→ Parts of the exercise
(1) In the kwacha article, list every critical good that the import cover is meant to ensure importation of.
(2) Transcribe the kwacha article, beginning at the words "The governor—in the" and stopping after "on the market.".

→ Selected text
Reserve Bank of Malawi (RBM) Governor Charles Chuka has said the fluctuation of the kwacha in 2015 against major international currencies, particularly the dollar, was worse compared to the experience the year before.
The governor—in the third monetary policy statement released on Friday—said the situation was exacerbated by panic buying of foreign exchange by commercial banks as they replenished their stock which they had earlier sold to the market before the onset of the tobacco selling season.
Chuka also blamed the fluctuation on excess pressure resulting from panic payment of bills by importers to take advantage of the relatively lower value of the dollar on the market.
“It is worth noting that the fluctuations in the exchange rate have been relatively higher this year compared to experiences of 2014,” he said.
Chuka also noted that the recent spate of kwacha depreciation largely reflected the strengthening of the dollar—the world’s reserve currency—and other major currencies on the international market.
Worse still, Chuka said foreign currency denominated account (FCDA) holders also clung to their foreign currency to make profit, hence contributing to earlier than expected exchange rate depreciation and increased exchange rate volatility.
Ironically, the volatility of the local unit last year came at a time RBM had gross official import cover of more than three months, which is internationally recommended to ensure importation of critical goods such as medical drugs, fuel and fertiliser.
During the year, RBM also supported the market through sales of its foreign exchange to commercial banks.

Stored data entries
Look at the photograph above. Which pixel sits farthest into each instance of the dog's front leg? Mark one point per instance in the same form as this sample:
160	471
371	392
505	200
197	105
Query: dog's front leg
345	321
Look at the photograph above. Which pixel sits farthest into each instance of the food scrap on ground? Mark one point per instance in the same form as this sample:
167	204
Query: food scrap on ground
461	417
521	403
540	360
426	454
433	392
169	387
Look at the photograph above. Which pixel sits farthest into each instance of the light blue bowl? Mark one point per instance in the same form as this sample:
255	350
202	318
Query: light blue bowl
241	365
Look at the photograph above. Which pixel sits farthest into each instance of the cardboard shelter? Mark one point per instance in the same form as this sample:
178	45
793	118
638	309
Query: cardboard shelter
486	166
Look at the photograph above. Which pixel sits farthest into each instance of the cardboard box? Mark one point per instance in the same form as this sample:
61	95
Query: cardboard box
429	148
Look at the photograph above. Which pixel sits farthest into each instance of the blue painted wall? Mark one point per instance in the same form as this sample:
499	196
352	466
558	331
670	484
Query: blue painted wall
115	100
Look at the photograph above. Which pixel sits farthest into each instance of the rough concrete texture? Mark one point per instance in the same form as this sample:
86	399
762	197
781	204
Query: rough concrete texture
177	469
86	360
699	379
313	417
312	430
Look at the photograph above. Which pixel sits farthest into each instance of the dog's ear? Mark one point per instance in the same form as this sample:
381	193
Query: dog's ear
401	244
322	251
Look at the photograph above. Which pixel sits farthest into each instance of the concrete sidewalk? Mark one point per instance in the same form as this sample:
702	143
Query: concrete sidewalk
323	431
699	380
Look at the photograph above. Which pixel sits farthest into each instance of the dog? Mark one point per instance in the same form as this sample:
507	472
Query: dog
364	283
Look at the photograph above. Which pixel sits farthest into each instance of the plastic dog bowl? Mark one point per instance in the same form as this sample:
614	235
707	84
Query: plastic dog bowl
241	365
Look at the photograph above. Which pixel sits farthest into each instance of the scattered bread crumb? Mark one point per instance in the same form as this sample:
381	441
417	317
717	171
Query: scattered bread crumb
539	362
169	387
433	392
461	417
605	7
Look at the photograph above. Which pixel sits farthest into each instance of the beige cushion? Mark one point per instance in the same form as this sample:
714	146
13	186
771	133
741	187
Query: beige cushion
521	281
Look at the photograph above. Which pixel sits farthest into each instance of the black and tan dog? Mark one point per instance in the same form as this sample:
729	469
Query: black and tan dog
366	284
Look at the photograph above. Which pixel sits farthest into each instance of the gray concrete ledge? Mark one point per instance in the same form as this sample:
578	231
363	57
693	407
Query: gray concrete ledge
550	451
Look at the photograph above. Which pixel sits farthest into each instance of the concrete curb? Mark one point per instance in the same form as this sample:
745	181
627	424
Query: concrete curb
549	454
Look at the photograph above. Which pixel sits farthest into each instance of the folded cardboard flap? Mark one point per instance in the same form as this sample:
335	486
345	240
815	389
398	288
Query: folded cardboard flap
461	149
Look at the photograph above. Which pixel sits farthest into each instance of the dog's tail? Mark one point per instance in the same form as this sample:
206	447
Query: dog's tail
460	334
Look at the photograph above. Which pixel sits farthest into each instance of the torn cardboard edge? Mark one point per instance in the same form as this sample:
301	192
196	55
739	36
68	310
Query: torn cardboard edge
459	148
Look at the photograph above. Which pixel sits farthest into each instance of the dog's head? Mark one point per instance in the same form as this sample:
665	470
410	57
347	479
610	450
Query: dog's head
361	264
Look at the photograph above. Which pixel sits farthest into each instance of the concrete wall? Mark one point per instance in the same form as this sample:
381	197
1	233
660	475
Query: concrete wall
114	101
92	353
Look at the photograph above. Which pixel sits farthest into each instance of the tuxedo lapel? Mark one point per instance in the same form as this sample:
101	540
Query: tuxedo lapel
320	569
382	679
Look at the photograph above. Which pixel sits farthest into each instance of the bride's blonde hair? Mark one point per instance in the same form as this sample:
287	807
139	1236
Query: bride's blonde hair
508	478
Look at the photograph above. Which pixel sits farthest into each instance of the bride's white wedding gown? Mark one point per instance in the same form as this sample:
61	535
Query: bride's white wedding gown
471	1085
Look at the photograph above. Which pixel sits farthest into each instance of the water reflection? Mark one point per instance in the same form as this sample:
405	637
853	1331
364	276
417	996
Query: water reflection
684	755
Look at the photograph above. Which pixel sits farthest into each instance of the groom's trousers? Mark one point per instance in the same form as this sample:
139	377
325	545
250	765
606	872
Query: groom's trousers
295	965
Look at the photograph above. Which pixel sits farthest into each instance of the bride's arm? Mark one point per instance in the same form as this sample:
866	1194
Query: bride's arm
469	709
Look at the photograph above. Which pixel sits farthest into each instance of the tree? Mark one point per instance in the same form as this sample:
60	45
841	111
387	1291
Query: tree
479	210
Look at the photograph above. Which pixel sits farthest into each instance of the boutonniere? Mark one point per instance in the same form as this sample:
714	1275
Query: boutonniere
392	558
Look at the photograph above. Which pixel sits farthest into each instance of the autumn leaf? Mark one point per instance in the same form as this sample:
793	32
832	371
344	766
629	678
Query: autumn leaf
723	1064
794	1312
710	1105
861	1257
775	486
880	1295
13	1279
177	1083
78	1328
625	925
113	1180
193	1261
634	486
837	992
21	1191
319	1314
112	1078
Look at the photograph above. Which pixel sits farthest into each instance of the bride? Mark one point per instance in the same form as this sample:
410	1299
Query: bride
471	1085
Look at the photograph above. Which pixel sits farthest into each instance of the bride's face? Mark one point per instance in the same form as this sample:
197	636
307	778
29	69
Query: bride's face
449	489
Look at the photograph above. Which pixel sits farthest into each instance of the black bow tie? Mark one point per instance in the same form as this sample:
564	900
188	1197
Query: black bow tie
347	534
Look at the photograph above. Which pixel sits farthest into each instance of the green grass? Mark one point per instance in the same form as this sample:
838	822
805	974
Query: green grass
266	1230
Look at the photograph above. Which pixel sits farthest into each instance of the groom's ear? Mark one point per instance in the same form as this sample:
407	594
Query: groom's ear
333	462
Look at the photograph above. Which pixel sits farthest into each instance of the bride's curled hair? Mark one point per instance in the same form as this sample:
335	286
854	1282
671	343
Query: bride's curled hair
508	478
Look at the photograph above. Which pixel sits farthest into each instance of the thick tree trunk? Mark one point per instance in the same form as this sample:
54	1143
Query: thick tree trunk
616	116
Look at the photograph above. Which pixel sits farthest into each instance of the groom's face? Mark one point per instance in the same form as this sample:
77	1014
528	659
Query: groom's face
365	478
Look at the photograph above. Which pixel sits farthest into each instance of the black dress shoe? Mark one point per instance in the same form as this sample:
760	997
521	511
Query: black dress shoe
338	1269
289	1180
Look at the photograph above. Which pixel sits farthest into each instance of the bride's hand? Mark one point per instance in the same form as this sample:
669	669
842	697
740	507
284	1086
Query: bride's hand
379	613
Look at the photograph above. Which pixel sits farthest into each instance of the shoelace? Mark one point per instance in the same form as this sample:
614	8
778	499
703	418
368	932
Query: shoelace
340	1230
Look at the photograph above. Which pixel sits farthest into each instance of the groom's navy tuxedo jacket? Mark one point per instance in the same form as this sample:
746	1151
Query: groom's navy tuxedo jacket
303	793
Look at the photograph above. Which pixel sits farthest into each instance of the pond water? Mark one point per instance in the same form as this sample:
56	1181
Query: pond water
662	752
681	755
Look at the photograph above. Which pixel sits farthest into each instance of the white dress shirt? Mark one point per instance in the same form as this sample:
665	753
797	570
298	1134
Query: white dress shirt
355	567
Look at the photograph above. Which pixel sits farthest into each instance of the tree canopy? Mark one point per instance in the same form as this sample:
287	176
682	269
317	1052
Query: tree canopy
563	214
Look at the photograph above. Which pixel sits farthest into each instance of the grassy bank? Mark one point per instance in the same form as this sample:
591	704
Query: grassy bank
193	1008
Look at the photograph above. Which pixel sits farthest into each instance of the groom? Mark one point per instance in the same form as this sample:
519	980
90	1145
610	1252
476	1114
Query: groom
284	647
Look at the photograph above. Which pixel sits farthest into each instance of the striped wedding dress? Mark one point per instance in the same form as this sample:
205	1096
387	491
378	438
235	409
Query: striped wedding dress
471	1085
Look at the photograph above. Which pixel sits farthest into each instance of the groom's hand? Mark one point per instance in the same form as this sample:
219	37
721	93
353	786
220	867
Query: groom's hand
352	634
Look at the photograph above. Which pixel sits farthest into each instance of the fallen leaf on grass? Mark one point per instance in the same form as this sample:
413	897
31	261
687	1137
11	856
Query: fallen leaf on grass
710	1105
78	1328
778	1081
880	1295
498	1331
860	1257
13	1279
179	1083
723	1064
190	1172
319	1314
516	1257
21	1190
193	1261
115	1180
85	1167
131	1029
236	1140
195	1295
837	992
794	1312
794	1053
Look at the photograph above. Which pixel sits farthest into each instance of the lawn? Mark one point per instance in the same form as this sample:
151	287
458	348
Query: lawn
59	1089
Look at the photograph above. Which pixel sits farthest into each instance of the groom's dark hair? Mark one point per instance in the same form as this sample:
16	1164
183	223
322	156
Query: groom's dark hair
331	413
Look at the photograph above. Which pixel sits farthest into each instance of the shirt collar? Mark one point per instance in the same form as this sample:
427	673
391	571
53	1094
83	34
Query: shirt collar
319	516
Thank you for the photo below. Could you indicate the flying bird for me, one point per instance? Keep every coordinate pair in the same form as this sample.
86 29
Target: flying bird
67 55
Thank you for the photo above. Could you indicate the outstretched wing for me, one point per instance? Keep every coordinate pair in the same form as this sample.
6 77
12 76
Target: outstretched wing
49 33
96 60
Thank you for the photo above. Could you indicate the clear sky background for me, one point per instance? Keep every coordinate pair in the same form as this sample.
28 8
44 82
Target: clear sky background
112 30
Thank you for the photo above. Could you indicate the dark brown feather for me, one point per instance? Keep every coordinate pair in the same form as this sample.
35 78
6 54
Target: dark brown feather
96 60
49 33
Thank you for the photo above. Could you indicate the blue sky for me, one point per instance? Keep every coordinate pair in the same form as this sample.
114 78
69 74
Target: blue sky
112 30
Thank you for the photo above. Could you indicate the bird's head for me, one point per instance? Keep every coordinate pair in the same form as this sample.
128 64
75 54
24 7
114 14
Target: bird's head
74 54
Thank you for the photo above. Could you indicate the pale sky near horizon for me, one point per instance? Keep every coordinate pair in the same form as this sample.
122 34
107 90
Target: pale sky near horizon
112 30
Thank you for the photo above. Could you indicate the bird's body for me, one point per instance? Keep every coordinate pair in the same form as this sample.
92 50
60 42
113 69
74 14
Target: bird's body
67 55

→ Answers to the exercises
(1) medical drugs, fuel, fertiliser

(2)
The governor—in the third monetary policy statement released on Friday—said the situation was exacerbated by panic buying of foreign exchange by commercial banks as they replenished their stock which they had earlier sold to the market before the onset of the tobacco selling season.
Chuka also blamed the fluctuation on excess pressure resulting from panic payment of bills by importers to take advantage of the relatively lower value of the dollar on the market.